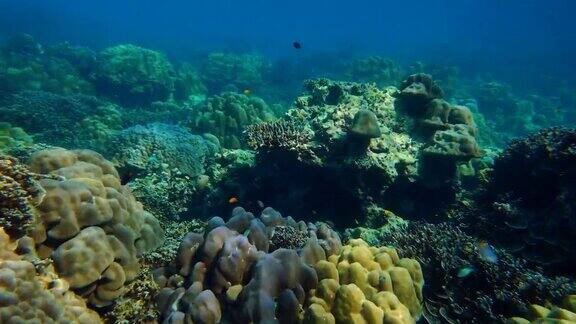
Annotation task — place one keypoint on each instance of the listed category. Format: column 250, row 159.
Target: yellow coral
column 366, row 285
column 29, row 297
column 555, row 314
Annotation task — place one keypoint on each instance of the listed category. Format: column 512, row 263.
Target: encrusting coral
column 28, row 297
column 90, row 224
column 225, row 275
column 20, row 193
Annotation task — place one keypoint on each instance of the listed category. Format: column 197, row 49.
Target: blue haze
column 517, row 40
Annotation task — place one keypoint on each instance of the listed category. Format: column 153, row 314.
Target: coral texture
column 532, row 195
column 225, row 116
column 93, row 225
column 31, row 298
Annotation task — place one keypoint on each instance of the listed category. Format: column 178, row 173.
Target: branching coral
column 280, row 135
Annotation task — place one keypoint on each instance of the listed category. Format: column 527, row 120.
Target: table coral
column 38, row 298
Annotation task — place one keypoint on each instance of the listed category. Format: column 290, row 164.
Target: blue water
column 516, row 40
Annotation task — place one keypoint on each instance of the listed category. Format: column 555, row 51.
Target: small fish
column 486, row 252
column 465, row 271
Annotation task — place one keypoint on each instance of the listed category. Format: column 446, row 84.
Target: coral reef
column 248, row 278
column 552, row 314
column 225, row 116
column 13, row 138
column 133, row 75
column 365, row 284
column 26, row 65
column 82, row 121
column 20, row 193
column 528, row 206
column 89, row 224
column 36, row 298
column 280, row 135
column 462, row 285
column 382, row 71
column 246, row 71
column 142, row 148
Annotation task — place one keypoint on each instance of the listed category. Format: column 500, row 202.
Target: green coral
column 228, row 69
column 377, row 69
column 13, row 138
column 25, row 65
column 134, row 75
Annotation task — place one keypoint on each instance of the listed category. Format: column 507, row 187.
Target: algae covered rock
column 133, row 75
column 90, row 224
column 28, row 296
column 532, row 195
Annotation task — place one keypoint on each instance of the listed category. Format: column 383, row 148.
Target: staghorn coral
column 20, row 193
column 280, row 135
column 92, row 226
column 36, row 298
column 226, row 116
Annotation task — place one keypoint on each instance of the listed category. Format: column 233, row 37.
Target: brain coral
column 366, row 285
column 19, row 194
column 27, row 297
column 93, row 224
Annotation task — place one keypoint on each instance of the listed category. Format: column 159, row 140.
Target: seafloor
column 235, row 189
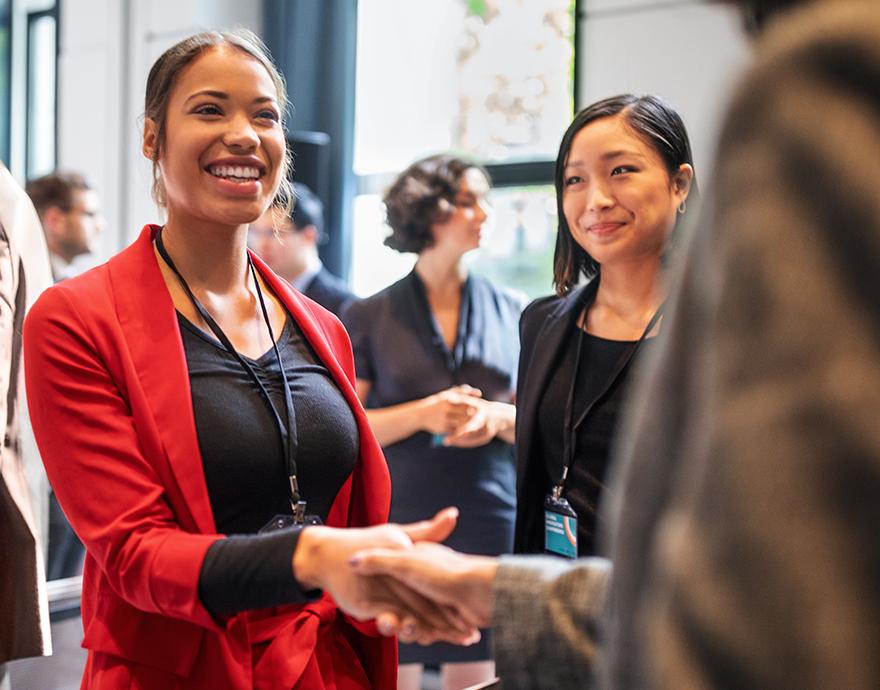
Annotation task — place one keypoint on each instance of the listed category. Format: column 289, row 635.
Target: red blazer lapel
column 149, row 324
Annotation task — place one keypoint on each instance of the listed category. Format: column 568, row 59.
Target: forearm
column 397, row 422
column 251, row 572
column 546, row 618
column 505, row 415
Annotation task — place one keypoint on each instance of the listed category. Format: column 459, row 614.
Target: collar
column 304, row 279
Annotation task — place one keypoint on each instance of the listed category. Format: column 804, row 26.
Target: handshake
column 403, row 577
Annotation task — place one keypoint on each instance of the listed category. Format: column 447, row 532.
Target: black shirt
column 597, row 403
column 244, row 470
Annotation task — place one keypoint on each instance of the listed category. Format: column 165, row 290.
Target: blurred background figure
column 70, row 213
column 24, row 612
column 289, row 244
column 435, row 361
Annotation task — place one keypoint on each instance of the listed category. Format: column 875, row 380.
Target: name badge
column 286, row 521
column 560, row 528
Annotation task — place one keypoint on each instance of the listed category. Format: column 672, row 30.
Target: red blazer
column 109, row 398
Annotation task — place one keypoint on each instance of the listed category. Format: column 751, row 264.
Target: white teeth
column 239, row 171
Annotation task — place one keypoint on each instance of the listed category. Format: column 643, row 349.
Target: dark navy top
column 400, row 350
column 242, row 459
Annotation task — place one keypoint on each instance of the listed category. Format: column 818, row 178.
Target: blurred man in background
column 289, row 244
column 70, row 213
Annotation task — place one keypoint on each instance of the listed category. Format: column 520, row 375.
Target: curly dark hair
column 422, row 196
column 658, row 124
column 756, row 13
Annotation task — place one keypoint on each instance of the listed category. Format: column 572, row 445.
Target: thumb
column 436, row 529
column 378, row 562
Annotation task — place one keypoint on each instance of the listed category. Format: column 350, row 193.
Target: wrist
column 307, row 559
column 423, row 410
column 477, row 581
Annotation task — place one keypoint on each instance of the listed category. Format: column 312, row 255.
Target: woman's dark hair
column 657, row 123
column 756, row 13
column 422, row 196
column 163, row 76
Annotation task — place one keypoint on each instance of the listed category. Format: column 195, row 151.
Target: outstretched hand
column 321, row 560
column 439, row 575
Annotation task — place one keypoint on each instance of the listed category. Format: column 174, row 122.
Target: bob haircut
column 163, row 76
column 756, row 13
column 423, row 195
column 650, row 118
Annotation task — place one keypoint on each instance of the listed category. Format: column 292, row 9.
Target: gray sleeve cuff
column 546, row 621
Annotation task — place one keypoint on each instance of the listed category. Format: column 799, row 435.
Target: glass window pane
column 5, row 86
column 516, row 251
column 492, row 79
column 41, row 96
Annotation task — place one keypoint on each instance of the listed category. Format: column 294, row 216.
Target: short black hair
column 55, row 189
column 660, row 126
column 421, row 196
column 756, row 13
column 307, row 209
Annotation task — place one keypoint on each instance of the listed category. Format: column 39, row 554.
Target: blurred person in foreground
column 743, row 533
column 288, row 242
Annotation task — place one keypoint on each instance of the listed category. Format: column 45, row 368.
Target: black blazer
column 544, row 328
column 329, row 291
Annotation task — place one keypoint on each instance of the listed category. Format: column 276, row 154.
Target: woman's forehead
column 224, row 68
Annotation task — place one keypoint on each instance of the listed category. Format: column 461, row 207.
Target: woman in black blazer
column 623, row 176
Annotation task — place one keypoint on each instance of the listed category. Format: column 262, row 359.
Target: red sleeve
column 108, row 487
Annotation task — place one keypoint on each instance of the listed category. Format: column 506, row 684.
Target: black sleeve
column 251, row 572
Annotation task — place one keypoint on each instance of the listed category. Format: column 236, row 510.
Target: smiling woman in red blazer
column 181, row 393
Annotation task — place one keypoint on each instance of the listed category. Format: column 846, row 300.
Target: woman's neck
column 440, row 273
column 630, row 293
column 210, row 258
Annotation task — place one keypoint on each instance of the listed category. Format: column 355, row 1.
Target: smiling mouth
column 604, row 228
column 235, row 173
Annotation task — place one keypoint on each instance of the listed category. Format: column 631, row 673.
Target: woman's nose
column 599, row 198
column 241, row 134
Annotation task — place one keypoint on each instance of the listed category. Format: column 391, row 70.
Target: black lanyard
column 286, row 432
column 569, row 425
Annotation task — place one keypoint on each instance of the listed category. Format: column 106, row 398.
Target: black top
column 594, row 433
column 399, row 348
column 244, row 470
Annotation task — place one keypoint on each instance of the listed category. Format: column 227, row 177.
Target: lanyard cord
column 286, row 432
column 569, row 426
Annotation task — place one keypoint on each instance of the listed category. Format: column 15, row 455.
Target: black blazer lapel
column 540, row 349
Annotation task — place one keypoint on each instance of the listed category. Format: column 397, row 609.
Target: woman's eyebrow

Problem description:
Reproduce every line above verbatim, omitting the pictures.

Expected answer:
Annotation task — place one keypoint on each instance of the listed category. Format: column 250, row 159.
Target: yellow coral
column 366, row 285
column 29, row 297
column 555, row 314
Annotation task — place one keypoint on each instance of the listed category. Format: column 512, row 263.
Target: encrusting coral
column 28, row 297
column 90, row 224
column 225, row 275
column 20, row 193
Annotation task — place one keypoint on each instance of the listed category. Format: column 197, row 49.
Target: blue haze
column 517, row 40
Annotation task — place one keypoint on each instance of the listed category. Format: column 153, row 314.
Target: coral texture
column 532, row 195
column 225, row 116
column 93, row 225
column 31, row 298
Annotation task — place one keypoint on each instance of the listed category. Format: column 178, row 173.
Target: branching coral
column 280, row 135
Annotation task — place one keypoint on each instance of the listed category. Format: column 527, row 120.
Target: table coral
column 38, row 298
Annotation task — place one keypoint on each instance of the listed category. Format: column 290, row 164.
Target: blue water
column 516, row 40
Annotation task — place one keypoint on each instance of the listed category. Format: column 555, row 51.
Target: small fish
column 486, row 252
column 465, row 271
Annotation task — place one keypoint on each instance of the listed category. Format: column 446, row 84.
Target: coral reef
column 248, row 278
column 552, row 314
column 225, row 116
column 13, row 138
column 133, row 75
column 365, row 284
column 26, row 65
column 82, row 121
column 20, row 193
column 528, row 206
column 89, row 224
column 36, row 298
column 280, row 135
column 462, row 285
column 382, row 71
column 246, row 71
column 142, row 148
Annotation task — place one keypoint on each instance of the listed category. Format: column 500, row 202.
Target: green coral
column 228, row 69
column 377, row 69
column 13, row 138
column 25, row 65
column 134, row 75
Annotation task — place one keypoint on each instance of the listed category. Format: column 507, row 187.
Target: algae covered rock
column 133, row 75
column 90, row 224
column 28, row 296
column 532, row 195
Annotation task — place one keypoint on each instance of the listed category. Format: column 383, row 148.
Target: staghorn coral
column 20, row 193
column 280, row 135
column 92, row 226
column 36, row 298
column 226, row 116
Annotation task — place one keypoint on each instance of the listed category. Format: column 233, row 37.
Target: brain coral
column 366, row 285
column 19, row 194
column 27, row 297
column 93, row 224
Annotation task — place one keypoint on each instance of the listed category. Format: column 159, row 140.
Target: seafloor
column 235, row 189
Annotation task — place one keypoint on each instance of the listed category. Format: column 289, row 635.
Target: red blazer lapel
column 149, row 324
Annotation task — place one keypoint on each instance of the listed category. Format: column 568, row 59.
Target: forearm
column 397, row 422
column 251, row 572
column 546, row 618
column 505, row 415
Annotation task — place one keypoint on each instance of the listed category. Format: column 459, row 614.
Target: collar
column 304, row 279
Annotation task — place one keypoint on each instance of the listed category. Format: column 804, row 26.
Target: handshake
column 403, row 577
Annotation task — place one keypoint on each instance of the listed category. Format: column 447, row 532.
Target: black shirt
column 597, row 403
column 244, row 470
Annotation task — place one keypoint on each instance of the listed category. Format: column 165, row 290.
Target: blurred background figure
column 70, row 213
column 24, row 612
column 289, row 244
column 435, row 361
Annotation task — place one keypoint on each instance of the listed category. Format: column 875, row 380.
Target: name badge
column 286, row 521
column 560, row 528
Annotation task — place one keypoint on each instance of the listed category. Format: column 672, row 30.
Target: red blazer
column 109, row 398
Annotation task — place one keypoint on each instance of the listed category. Format: column 751, row 264.
Target: white teeth
column 239, row 171
Annotation task — place one keypoint on each instance of the listed category. Format: column 643, row 349.
Target: dark navy top
column 400, row 350
column 242, row 459
Annotation task — place one keypoint on each instance of the listed category. Format: column 818, row 178.
Target: blurred man in background
column 289, row 244
column 70, row 213
Annotation task — place one keypoint on each instance of the listed category. Format: column 520, row 375.
Target: curly dark hair
column 422, row 196
column 658, row 124
column 756, row 13
Annotation task — place one keypoint on each instance of the listed category. Format: column 572, row 445.
Target: thumb
column 436, row 529
column 378, row 562
Annotation task — place one keypoint on each instance of the listed category. Format: column 350, row 193.
Target: wrist
column 307, row 559
column 423, row 410
column 477, row 581
Annotation task — place one keypoint on each instance of the listed category. Format: column 312, row 255.
Target: woman's dark hair
column 657, row 123
column 756, row 13
column 422, row 196
column 163, row 76
Annotation task — place one keypoint on each instance of the listed category. Format: column 195, row 151.
Target: outstretched hand
column 321, row 560
column 439, row 575
Annotation task — place one keypoint on each instance of the listed category. Format: column 174, row 122.
Target: bob haircut
column 163, row 76
column 756, row 13
column 423, row 195
column 650, row 118
Annotation task — place one keypoint on each instance of the listed category. Format: column 292, row 9.
Target: gray sleeve cuff
column 546, row 621
Annotation task — place one keypoint on each instance of the listed category. Format: column 799, row 435.
Target: glass window pane
column 5, row 86
column 516, row 251
column 492, row 79
column 41, row 96
Annotation task — place one keypoint on each instance of the listed category. Format: column 294, row 216.
Target: short black hair
column 55, row 189
column 660, row 126
column 421, row 196
column 756, row 13
column 307, row 209
Annotation task — place one keypoint on each instance of the listed category. Format: column 39, row 554.
Target: blurred person in foreground
column 743, row 533
column 288, row 242
Annotation task — place one keypoint on each instance of the listed category. Format: column 45, row 368.
Target: black blazer
column 544, row 328
column 329, row 291
Annotation task — place one keypoint on each instance of the listed category. Format: column 276, row 154.
Target: woman's forehead
column 224, row 68
Annotation task — place one keypoint on each instance of the listed category. Format: column 461, row 207.
Target: woman in black blazer
column 623, row 176
Annotation task — place one keypoint on each instance of the listed category. Format: column 262, row 359.
Target: red sleeve
column 108, row 487
Annotation task — place one keypoint on each instance of the listed category. Format: column 506, row 684.
Target: black sleeve
column 251, row 572
Annotation task — place one keypoint on each instance of the listed category. Format: column 236, row 510.
Target: smiling woman in red blazer
column 181, row 393
Annotation task — place one keypoint on each instance of the listed category. Format: column 846, row 300.
Target: woman's neck
column 440, row 273
column 630, row 293
column 210, row 258
Annotation task — place one keypoint on each instance of the listed category. Format: column 355, row 1.
Target: smiling mouth
column 604, row 228
column 235, row 173
Annotation task — place one keypoint on each instance of the listed category. Format: column 631, row 673.
Target: woman's nose
column 599, row 198
column 241, row 134
Annotation task — place one keypoint on each instance of the listed category. Format: column 391, row 70.
Target: black lanyard
column 286, row 432
column 569, row 425
Annotation task — place one keypoint on each instance of the listed category. Format: column 106, row 398.
Target: black top
column 594, row 433
column 399, row 348
column 244, row 470
Annotation task — place one keypoint on each instance of the listed category. Format: column 227, row 177.
Target: lanyard cord
column 286, row 432
column 569, row 426
Annotation task — place one keypoint on each instance of the listed category. Format: column 15, row 455.
Target: black blazer lapel
column 540, row 349
Annotation task — place one keypoint on each instance of the listed category. Format: column 397, row 609.
Target: woman's eyebrow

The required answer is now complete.